→ Data for the task:
——
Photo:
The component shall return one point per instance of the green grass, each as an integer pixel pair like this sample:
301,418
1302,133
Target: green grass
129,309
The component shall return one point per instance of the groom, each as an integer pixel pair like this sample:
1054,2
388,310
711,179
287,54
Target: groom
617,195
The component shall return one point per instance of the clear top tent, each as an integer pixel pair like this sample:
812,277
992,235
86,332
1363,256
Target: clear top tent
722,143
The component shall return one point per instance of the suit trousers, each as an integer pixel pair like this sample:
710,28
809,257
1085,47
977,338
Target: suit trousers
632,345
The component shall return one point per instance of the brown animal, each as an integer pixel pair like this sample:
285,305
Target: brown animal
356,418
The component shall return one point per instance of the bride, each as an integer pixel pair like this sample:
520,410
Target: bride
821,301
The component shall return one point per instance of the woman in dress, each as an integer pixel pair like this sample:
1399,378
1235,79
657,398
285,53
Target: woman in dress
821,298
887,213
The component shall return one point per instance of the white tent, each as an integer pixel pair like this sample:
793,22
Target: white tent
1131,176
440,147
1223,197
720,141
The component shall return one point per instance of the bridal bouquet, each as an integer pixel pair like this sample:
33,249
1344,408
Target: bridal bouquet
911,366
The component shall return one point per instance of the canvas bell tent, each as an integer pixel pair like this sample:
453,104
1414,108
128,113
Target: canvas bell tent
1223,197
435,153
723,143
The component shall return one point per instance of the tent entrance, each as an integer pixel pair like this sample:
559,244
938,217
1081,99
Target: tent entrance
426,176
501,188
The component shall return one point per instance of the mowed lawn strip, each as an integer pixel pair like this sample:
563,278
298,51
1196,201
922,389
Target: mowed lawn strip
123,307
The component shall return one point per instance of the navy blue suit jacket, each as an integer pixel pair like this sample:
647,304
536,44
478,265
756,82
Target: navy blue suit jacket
——
→ What you have to do:
Set down exactly what runs from the line with "The component shall return one point per instance of the bridal" to the last line of the data above, including both of those lines and no others.

→ Answer to the task:
The component shall return one point per instance of the bridal bouquet, each as an integer pixel pair like this sample:
33,249
1344,408
Target: bridal bouquet
911,366
The component shall return one point per instance of the canvas bell tent, each as an integer pixel pair like this sample:
453,104
1414,108
128,113
Target: canvas bell tent
1223,197
435,153
723,143
The component shall return one point per instance of the tent entrance, each as an integer pixel pair like this sample:
559,244
938,217
1081,99
Target: tent entrance
426,176
501,188
The component shall return one point per instance of the mowed lawn strip, each as an integer pixel pair like this sample:
563,278
298,51
1196,201
922,389
Target: mowed lawn strip
123,307
The component shall return one point per instance of the navy blue suit jacket, each as an integer pixel pair like this sample:
647,304
536,44
478,265
756,82
Target: navy blue suit jacket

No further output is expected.